» PROVIDED PASSAGE

Kelly also praised Trump as “a decisive guy” and “a very thoughtful man” whose sole focus is on advancing American interests. “He takes information in from every avenue he can receive it,” Kelly said. “I restrict no one, by the way, from going in to see him. But when we go in to see him now, rather than onesies and twosies, we go in and help him collectively understand what he needs to understand to makes these vital decisions.”

Trump is hardly the first President whose aides have arranged themselves around him and his management style – part of a natural effort, one senior White House official said, to help ensure the president’s success. But Trump’s penchant for Twitter feuds, name-calling and temperamental outbursts presents a unique challenge.

One defining feature of managing Trump is frequent praise, which can leave his team in what seems to be a state of perpetual compliments. The White House pushes out news releases overflowing with top officials heaping flattery on Trump; in one particularly memorable Cabinet meeting this year, each member went around the room lavishing the president with accolades. Senior administration officials call this speaking to an “audience of one.”

One regular practitioner is Treasury Secretary Steve Mnuchin, who praised Trump’s controversial statements made after white supremacists had a violent rally in Charlottesville and also said he agreed with Trump that professional football players should stand during the national anthem. Neither issue has anything to do with the Treasury Department. Former Treasury Secretary Larry Summers wrote in a Twitter post that “Mnuchin may be the greatest sycophant in Cabinet history.”

» BRIEF A
Repeat the article about managing Trump word for word from "Kelly also praised" to "a unique challenge.".
» BRIEF B
According to the article about managing Trump, why have his aides arranged themselves around him and his management style?
The data that comes next has no connection to the article about managing Trump.

» DATA
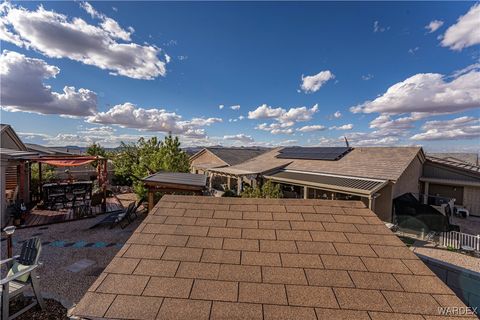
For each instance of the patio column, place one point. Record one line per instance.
(229, 183)
(150, 200)
(3, 205)
(239, 185)
(371, 203)
(425, 192)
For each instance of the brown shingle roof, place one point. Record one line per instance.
(231, 258)
(455, 163)
(387, 163)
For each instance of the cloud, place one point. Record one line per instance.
(413, 50)
(455, 129)
(56, 36)
(128, 115)
(465, 32)
(275, 128)
(314, 83)
(348, 126)
(284, 119)
(429, 93)
(22, 88)
(105, 136)
(311, 128)
(378, 28)
(434, 25)
(367, 77)
(241, 137)
(265, 112)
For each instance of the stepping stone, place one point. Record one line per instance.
(59, 244)
(80, 265)
(79, 244)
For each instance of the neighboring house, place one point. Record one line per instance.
(374, 175)
(14, 178)
(471, 158)
(453, 179)
(216, 157)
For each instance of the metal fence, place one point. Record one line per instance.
(457, 240)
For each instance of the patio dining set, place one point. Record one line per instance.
(76, 196)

» CORRECT ANSWER A
Kelly also praised Trump as “a decisive guy” and “a very thoughtful man” whose sole focus is on advancing American interests. “He takes information in from every avenue he can receive it,” Kelly said. “I restrict no one, by the way, from going in to see him. But when we go in to see him now, rather than onesies and twosies, we go in and help him collectively understand what he needs to understand to makes these vital decisions.”

Trump is hardly the first President whose aides have arranged themselves around him and his management style – part of a natural effort, one senior White House official said, to help ensure the president’s success. But Trump’s penchant for Twitter feuds, name-calling and temperamental outbursts presents a unique challenge.

» CORRECT ANSWER B
A senior White House official described it as part of a natural effort to help ensure the president's success.